*Work item*.
Write out the stretch of lines below that begins at the line with "drop a point: the beard" and ends at the line with "drop a point: the crowd of people", including both, exactly as given and nothing more.

START Study material

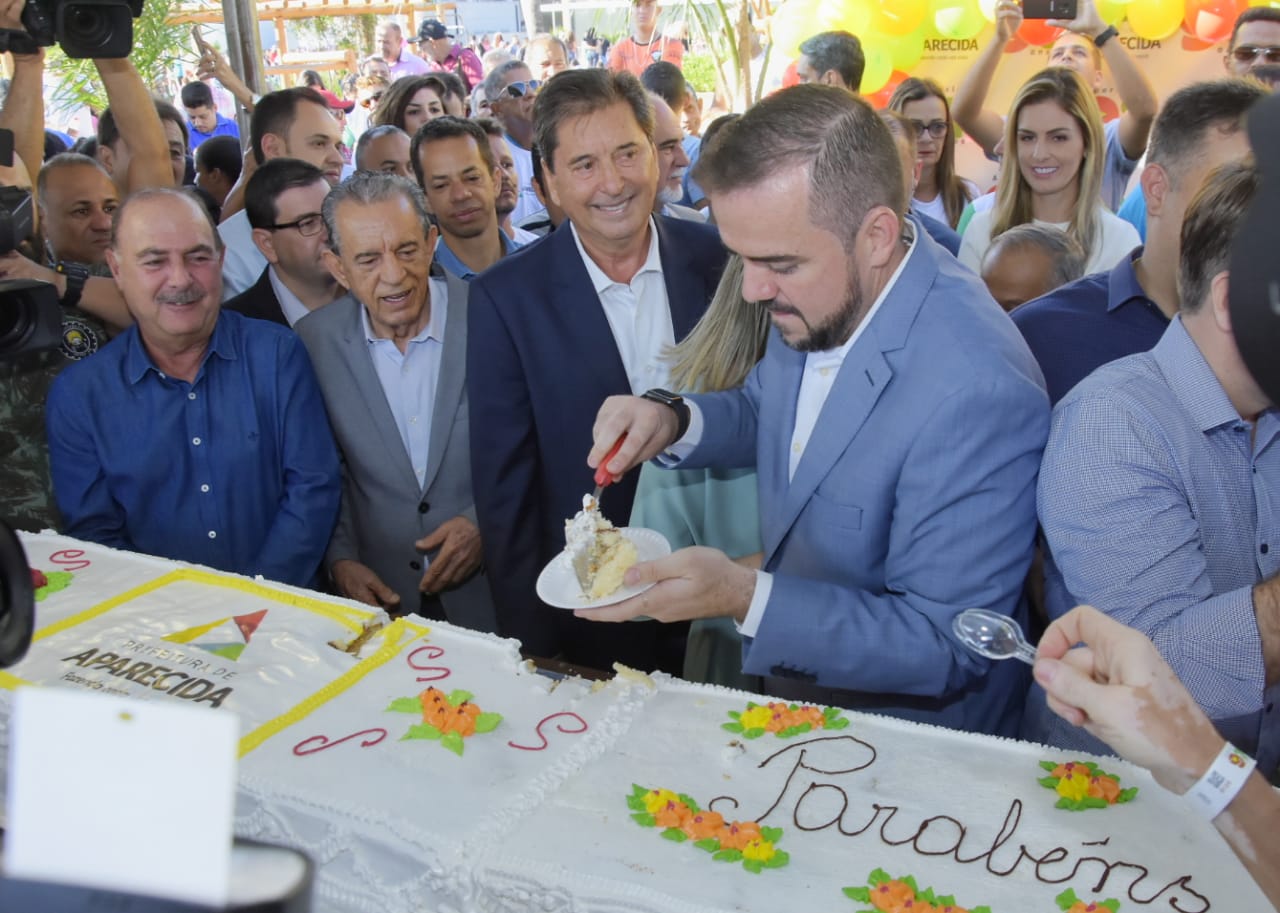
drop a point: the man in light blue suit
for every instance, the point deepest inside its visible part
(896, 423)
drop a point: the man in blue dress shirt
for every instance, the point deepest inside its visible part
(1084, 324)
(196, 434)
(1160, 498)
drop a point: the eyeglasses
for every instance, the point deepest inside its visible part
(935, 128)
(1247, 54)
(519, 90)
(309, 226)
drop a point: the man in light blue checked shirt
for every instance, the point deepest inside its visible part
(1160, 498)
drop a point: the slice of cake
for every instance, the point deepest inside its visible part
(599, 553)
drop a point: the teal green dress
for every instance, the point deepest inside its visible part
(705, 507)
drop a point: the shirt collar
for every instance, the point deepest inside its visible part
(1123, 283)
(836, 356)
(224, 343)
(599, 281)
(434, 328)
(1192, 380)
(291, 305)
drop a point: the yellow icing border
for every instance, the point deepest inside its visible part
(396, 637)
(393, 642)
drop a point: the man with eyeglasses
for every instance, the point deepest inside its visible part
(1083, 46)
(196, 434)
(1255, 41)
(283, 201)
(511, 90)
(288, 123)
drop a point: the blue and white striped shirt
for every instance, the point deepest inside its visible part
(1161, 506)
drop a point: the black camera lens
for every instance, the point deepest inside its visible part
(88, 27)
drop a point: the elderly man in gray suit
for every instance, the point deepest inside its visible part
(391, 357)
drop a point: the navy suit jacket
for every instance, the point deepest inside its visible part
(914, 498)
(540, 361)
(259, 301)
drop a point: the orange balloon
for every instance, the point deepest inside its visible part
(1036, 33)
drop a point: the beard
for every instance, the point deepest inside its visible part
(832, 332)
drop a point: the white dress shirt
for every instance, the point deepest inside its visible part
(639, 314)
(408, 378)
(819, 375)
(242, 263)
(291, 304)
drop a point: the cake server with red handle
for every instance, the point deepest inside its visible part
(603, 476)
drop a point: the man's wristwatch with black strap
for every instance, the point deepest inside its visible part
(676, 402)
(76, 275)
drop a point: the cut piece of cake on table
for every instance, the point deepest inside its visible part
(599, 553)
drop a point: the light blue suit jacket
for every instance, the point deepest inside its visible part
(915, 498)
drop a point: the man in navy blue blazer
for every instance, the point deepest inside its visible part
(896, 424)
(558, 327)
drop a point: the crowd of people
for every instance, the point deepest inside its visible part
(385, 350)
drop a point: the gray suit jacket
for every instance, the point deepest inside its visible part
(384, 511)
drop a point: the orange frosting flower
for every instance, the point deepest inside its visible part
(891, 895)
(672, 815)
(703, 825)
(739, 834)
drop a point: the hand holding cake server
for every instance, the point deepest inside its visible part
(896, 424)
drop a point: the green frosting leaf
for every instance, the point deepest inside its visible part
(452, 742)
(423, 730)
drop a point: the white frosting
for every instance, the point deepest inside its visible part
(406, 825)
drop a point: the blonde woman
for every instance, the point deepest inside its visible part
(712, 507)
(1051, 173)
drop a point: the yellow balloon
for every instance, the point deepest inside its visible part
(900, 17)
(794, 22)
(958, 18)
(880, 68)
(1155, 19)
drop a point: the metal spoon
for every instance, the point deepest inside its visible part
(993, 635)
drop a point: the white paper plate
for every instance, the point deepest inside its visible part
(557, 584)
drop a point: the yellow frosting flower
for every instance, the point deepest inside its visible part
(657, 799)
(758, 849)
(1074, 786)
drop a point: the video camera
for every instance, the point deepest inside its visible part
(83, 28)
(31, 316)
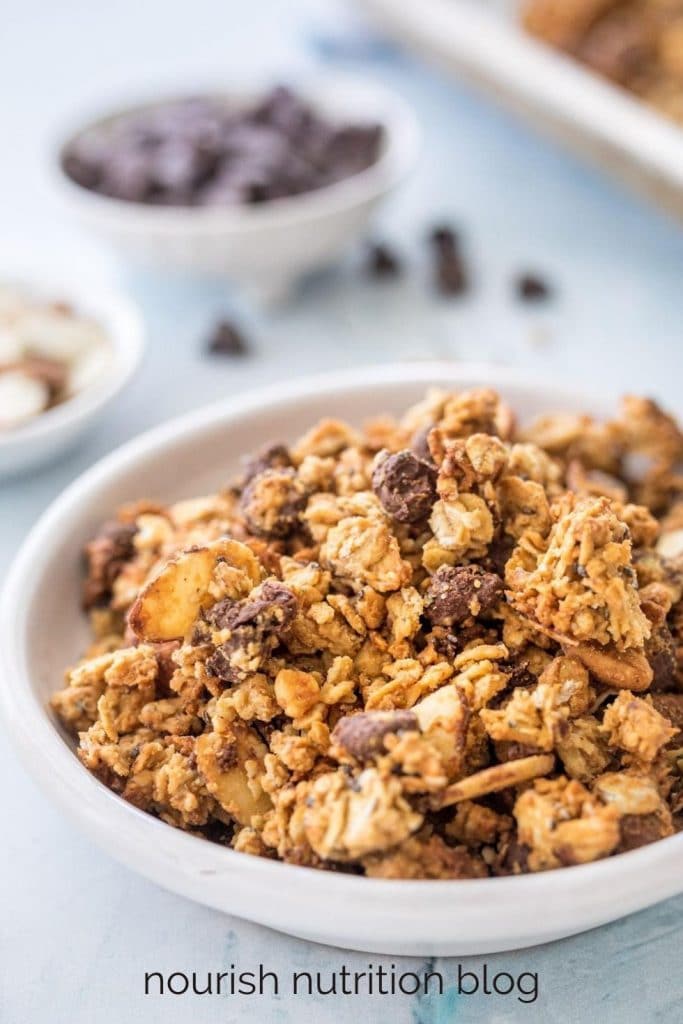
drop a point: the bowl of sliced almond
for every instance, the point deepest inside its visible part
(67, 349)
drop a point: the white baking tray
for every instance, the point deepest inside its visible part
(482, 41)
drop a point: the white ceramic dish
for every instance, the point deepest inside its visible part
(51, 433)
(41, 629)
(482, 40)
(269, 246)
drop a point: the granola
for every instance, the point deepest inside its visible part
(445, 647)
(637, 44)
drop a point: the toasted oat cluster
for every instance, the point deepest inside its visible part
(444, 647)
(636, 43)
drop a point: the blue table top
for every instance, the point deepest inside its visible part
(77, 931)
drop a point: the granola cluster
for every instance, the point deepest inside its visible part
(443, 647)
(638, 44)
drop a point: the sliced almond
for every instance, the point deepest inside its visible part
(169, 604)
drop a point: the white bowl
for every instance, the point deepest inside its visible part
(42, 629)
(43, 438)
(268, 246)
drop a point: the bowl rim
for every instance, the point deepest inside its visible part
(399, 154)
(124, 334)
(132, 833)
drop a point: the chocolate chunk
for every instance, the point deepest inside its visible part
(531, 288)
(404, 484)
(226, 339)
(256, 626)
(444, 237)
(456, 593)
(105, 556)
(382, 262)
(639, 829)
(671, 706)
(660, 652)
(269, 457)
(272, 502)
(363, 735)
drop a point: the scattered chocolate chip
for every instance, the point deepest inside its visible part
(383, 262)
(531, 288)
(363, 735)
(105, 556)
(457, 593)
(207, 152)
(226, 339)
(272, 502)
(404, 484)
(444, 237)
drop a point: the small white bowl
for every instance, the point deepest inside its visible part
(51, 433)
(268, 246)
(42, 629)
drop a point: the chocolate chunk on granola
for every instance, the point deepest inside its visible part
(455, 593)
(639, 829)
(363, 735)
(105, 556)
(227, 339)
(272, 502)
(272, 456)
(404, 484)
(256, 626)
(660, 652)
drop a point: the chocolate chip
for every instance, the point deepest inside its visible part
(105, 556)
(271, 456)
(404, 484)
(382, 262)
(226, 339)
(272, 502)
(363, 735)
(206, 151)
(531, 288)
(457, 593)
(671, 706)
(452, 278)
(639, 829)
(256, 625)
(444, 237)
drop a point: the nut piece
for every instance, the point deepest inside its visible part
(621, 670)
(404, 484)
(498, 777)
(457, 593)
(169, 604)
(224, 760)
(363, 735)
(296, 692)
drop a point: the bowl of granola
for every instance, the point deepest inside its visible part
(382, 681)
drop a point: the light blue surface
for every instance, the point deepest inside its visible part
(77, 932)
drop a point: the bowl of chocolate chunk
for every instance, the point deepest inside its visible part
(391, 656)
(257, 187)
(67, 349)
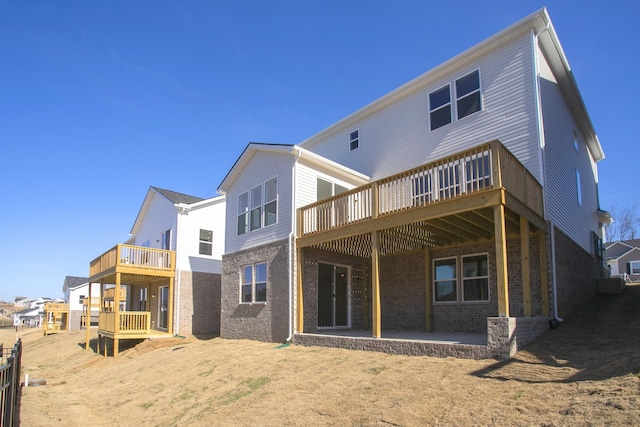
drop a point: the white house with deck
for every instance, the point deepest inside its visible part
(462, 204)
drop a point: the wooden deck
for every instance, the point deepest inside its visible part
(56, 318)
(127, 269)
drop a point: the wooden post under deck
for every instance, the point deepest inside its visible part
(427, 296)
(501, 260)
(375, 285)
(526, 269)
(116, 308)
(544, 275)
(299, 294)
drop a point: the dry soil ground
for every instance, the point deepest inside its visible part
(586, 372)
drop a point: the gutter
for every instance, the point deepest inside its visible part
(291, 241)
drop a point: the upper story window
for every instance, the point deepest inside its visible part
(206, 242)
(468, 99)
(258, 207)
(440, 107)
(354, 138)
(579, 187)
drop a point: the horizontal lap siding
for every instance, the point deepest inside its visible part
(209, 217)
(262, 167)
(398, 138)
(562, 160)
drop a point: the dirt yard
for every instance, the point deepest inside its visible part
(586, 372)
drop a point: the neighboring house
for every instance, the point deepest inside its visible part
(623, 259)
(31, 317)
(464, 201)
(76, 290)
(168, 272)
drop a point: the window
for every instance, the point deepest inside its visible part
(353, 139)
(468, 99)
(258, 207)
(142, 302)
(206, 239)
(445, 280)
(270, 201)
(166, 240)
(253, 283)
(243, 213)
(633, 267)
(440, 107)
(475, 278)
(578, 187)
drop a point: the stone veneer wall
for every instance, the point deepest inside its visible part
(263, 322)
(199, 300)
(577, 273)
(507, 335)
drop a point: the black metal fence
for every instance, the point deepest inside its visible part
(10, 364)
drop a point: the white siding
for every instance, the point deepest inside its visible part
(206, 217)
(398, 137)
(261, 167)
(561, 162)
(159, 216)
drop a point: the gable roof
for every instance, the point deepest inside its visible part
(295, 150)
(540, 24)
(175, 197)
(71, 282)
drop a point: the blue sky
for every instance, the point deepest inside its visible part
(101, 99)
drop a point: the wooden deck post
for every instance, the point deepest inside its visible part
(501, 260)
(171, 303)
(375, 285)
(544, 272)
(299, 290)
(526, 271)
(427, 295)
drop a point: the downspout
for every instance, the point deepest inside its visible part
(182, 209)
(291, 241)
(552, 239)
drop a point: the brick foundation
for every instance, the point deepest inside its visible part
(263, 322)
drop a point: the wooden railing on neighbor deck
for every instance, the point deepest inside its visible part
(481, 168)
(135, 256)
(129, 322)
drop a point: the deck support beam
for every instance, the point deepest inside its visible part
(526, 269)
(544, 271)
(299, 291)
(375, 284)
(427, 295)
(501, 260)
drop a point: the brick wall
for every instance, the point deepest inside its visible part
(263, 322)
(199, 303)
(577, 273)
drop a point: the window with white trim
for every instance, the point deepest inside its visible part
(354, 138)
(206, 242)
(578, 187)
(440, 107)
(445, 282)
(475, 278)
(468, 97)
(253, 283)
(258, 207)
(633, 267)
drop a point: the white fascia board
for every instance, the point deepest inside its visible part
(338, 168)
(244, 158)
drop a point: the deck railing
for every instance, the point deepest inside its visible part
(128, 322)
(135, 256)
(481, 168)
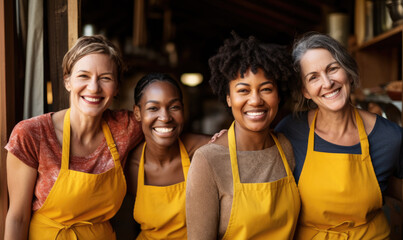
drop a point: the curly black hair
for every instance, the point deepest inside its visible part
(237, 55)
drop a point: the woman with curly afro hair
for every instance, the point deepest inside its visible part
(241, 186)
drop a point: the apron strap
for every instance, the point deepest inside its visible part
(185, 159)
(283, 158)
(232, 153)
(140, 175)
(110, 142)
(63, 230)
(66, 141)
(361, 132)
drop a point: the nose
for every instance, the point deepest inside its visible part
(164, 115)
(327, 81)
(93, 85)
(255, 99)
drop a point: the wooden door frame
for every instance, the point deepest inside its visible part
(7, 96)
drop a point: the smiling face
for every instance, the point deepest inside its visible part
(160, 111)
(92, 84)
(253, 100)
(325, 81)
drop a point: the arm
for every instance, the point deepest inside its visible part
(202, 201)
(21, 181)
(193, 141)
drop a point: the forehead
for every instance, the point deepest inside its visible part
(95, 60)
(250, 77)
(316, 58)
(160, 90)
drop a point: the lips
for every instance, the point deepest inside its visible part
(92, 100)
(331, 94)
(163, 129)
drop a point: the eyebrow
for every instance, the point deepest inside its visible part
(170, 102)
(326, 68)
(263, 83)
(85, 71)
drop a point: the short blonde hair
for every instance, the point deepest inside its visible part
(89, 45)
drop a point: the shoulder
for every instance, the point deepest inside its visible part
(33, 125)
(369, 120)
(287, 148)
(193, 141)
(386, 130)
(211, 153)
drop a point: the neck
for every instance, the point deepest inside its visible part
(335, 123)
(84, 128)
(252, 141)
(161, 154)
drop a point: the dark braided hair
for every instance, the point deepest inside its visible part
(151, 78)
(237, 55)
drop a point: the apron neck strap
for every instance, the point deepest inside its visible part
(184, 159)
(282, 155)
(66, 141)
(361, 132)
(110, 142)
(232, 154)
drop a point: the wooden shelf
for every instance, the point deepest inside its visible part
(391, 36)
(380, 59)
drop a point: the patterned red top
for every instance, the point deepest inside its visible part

END Study material

*Answer to this problem*.
drop a point: the beard
for every instance, the point deepest inside its visible part
(832, 332)
drop a point: the white dress shirt
for every instance, the point deepest inside its visible part
(639, 314)
(408, 378)
(819, 375)
(242, 263)
(291, 304)
drop a point: the cake server with red handle
for every instance, the point deepest inside its visible part
(603, 476)
drop a point: the man's wristwatch with black strap
for every instance, the point deepest inside its visible part
(676, 402)
(76, 275)
drop a point: the cut piece of cake on table
for every instance, the point deepest inside its visible part
(599, 553)
drop a point: the light blue suit jacket
for every instance, the point deepest inside its visible part
(915, 498)
drop a point: the man in navy blue blazer
for every instance, the point deepest inside its visible part
(896, 424)
(558, 327)
drop a point: the crowd of people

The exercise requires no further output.